--- start of Data supplied ---

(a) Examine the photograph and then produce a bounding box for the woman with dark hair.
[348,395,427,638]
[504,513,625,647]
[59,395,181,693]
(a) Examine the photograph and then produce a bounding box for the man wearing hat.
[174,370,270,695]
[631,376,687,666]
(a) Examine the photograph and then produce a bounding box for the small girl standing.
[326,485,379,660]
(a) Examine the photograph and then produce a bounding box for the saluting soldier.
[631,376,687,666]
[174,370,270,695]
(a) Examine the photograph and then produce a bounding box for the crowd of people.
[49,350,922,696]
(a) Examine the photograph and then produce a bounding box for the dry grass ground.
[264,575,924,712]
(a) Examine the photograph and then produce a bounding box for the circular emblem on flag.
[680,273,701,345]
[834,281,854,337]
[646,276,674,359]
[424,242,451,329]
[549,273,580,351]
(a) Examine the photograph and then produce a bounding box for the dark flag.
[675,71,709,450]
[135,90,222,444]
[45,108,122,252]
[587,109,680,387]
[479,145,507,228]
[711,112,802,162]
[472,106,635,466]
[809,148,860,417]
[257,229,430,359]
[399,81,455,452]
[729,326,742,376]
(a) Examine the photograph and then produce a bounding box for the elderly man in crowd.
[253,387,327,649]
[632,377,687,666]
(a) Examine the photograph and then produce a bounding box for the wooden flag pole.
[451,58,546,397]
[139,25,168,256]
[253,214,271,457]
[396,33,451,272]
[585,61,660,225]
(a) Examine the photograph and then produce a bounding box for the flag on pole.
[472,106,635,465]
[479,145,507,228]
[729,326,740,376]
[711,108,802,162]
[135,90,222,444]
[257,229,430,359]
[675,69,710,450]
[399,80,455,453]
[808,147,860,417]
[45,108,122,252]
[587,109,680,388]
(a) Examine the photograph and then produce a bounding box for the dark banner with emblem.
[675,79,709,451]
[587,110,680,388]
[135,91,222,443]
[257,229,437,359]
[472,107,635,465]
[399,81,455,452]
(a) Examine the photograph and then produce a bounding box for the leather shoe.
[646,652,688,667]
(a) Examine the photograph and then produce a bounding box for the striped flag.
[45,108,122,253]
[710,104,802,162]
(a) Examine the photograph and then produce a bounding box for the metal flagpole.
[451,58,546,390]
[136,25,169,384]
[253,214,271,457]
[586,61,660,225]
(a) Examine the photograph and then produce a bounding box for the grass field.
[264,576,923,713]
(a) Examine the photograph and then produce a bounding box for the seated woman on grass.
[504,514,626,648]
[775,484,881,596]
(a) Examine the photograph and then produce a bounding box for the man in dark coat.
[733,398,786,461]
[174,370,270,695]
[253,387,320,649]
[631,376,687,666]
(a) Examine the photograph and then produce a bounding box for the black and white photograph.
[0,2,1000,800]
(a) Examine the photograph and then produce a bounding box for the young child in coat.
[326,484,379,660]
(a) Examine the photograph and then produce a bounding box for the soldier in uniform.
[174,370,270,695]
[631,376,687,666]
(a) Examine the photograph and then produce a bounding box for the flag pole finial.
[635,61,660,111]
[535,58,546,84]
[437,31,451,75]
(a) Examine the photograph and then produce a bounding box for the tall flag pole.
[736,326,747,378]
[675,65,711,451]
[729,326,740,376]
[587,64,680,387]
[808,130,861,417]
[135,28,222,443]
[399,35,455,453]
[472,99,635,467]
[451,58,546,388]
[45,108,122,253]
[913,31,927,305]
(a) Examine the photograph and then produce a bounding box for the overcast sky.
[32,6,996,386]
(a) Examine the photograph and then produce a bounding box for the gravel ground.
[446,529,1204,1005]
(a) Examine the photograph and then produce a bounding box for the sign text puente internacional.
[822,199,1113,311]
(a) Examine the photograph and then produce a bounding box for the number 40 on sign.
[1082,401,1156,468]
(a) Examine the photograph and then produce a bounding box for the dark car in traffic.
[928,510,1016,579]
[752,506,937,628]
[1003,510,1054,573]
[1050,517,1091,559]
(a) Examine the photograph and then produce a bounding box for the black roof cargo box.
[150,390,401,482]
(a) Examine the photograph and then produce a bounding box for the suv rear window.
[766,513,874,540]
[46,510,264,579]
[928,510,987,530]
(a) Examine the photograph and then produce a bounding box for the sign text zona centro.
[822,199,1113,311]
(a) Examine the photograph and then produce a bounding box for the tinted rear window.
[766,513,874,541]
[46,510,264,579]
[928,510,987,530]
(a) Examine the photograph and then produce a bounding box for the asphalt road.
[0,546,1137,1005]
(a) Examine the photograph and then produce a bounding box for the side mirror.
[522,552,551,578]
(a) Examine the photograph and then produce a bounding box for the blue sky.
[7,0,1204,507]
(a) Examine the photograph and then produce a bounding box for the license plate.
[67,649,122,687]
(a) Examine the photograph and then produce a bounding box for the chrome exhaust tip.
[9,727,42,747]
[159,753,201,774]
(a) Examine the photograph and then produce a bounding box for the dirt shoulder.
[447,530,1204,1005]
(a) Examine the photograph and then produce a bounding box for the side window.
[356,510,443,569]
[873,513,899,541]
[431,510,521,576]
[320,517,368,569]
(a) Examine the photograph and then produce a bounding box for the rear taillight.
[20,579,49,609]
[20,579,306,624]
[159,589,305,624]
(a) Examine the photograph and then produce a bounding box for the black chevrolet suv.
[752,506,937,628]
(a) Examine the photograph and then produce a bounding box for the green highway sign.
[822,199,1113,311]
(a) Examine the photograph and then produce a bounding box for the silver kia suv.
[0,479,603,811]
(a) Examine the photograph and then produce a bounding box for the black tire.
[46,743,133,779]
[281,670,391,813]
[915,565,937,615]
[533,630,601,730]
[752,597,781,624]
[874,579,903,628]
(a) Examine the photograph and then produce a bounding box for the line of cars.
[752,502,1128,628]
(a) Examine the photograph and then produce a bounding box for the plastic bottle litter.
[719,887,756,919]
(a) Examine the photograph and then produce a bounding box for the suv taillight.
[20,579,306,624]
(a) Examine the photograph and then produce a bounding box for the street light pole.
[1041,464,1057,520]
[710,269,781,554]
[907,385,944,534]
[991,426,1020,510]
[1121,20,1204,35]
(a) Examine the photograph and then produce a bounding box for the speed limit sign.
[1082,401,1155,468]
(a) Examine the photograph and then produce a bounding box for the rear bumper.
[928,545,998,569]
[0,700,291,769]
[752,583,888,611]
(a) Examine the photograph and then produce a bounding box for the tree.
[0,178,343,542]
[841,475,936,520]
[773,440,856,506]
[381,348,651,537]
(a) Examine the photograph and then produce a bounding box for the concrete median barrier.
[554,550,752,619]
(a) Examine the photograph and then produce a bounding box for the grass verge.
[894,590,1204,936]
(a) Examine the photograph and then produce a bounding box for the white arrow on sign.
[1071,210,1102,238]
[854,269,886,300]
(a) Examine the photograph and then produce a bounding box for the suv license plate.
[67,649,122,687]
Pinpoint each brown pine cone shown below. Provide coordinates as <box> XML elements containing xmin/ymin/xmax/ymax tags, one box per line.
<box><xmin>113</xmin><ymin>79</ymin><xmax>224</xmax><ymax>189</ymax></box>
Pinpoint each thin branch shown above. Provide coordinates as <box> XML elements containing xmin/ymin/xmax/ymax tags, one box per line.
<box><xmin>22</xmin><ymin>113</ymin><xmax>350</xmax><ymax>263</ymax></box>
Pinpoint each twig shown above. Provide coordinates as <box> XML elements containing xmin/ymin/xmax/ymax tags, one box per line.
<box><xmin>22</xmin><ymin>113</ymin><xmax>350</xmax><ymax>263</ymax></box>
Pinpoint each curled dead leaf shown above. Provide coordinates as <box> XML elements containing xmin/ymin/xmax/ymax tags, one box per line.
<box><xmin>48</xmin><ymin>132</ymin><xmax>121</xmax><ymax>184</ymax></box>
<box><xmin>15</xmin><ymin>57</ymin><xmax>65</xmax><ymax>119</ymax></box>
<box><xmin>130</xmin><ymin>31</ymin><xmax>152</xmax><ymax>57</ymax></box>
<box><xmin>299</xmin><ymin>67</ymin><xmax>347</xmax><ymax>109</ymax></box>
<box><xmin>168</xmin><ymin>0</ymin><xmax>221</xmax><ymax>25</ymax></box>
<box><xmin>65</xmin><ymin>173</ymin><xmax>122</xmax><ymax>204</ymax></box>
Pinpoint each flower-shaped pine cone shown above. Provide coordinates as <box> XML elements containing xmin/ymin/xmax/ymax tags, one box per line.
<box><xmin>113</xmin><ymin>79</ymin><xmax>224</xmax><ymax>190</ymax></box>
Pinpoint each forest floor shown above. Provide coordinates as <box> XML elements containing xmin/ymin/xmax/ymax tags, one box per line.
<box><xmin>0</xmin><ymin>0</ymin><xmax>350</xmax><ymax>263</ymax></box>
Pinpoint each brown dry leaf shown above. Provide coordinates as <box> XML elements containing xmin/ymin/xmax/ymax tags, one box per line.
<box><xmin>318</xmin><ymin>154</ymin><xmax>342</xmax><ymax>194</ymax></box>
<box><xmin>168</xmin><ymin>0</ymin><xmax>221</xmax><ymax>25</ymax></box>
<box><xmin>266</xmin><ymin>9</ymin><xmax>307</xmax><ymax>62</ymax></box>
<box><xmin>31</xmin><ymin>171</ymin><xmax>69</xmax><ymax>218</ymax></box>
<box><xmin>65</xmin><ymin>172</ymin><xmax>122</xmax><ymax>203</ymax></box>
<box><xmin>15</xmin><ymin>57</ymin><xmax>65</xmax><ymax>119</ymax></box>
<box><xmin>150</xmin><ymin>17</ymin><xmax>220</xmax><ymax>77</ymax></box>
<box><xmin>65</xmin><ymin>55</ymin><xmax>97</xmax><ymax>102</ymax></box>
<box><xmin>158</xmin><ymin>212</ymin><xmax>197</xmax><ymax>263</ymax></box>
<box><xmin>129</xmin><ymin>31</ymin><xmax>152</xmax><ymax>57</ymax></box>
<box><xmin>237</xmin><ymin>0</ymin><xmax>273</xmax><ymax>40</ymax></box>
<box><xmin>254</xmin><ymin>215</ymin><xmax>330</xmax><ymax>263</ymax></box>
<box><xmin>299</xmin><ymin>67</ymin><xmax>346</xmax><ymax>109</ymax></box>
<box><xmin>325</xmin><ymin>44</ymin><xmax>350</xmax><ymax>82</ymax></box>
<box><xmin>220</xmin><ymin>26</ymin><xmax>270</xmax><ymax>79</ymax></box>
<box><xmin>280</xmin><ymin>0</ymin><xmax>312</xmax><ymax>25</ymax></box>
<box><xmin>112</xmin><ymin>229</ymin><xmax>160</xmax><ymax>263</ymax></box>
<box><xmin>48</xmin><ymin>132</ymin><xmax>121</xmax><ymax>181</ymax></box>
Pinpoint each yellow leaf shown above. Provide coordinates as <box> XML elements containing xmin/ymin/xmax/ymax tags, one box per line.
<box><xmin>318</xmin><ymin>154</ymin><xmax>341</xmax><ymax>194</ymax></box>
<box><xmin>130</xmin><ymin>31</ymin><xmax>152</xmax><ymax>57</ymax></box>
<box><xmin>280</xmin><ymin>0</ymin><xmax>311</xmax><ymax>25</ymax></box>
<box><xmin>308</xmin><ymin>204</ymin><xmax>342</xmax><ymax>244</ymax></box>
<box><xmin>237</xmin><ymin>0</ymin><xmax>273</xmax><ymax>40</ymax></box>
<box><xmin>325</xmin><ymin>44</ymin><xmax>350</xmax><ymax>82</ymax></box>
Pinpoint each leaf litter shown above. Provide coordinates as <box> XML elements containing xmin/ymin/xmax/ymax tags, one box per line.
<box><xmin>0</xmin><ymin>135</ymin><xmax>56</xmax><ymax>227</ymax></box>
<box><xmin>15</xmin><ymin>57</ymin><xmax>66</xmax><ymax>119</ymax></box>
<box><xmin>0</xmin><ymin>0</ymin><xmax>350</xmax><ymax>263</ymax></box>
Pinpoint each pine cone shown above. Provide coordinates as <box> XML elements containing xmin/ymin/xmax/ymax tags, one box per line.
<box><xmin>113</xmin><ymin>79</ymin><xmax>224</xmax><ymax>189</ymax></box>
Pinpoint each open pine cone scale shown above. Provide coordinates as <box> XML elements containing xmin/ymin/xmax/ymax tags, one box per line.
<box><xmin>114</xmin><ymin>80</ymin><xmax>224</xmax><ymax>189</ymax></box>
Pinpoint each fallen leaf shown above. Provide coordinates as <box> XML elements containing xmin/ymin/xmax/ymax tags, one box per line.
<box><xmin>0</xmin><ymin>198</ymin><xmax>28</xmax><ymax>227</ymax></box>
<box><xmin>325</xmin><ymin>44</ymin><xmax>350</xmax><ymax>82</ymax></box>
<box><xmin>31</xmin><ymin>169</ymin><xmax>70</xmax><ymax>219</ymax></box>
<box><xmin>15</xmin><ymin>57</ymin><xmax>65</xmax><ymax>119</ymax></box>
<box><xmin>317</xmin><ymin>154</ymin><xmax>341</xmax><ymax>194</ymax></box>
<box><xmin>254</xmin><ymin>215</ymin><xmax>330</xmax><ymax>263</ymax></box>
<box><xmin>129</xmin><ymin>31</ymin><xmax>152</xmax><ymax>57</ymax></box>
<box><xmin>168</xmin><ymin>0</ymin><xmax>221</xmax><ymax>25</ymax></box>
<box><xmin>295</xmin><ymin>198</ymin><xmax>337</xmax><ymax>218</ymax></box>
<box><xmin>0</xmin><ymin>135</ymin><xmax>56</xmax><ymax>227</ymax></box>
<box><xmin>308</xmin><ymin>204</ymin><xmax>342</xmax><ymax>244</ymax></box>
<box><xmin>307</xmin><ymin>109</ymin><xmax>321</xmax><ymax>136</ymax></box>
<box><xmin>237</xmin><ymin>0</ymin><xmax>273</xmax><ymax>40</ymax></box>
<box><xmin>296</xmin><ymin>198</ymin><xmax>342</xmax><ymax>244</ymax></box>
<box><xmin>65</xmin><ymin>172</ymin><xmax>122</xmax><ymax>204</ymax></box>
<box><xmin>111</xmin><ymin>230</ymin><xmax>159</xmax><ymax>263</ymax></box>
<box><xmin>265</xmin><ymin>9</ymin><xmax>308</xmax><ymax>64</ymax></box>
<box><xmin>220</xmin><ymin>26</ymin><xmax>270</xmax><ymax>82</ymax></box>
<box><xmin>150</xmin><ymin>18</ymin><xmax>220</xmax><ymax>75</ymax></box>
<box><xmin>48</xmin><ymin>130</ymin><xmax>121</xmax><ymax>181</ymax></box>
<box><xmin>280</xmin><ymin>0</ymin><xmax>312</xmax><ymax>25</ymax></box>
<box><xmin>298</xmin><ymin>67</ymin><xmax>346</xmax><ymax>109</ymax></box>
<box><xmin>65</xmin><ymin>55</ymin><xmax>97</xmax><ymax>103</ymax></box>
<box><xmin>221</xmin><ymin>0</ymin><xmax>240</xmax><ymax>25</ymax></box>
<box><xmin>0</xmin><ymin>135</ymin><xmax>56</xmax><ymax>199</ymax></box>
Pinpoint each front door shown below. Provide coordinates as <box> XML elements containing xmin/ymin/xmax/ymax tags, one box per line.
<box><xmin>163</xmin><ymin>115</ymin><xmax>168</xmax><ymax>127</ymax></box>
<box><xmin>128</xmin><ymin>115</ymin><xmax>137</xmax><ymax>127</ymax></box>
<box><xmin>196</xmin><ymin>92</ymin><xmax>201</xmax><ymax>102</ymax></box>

--- end of Data supplied ---

> **Aim of the task**:
Please recast the records from the line holding "chrome exhaust tip." through the line holding "[447,530,1204,1005]", inclusive, as a Markdown table with the columns Row and Line. Number the rows and omit any blank lines.

> **Output**:
| Row | Line |
|---|---|
| 1 | (a) Examine the photograph and then produce a bounding box for the chrome exhaust tip. |
| 2 | [9,727,42,747] |
| 3 | [159,753,201,774] |
| 4 | (a) Examine the photograph and then produce a bounding box for the dirt shoulder. |
| 5 | [447,530,1204,1005] |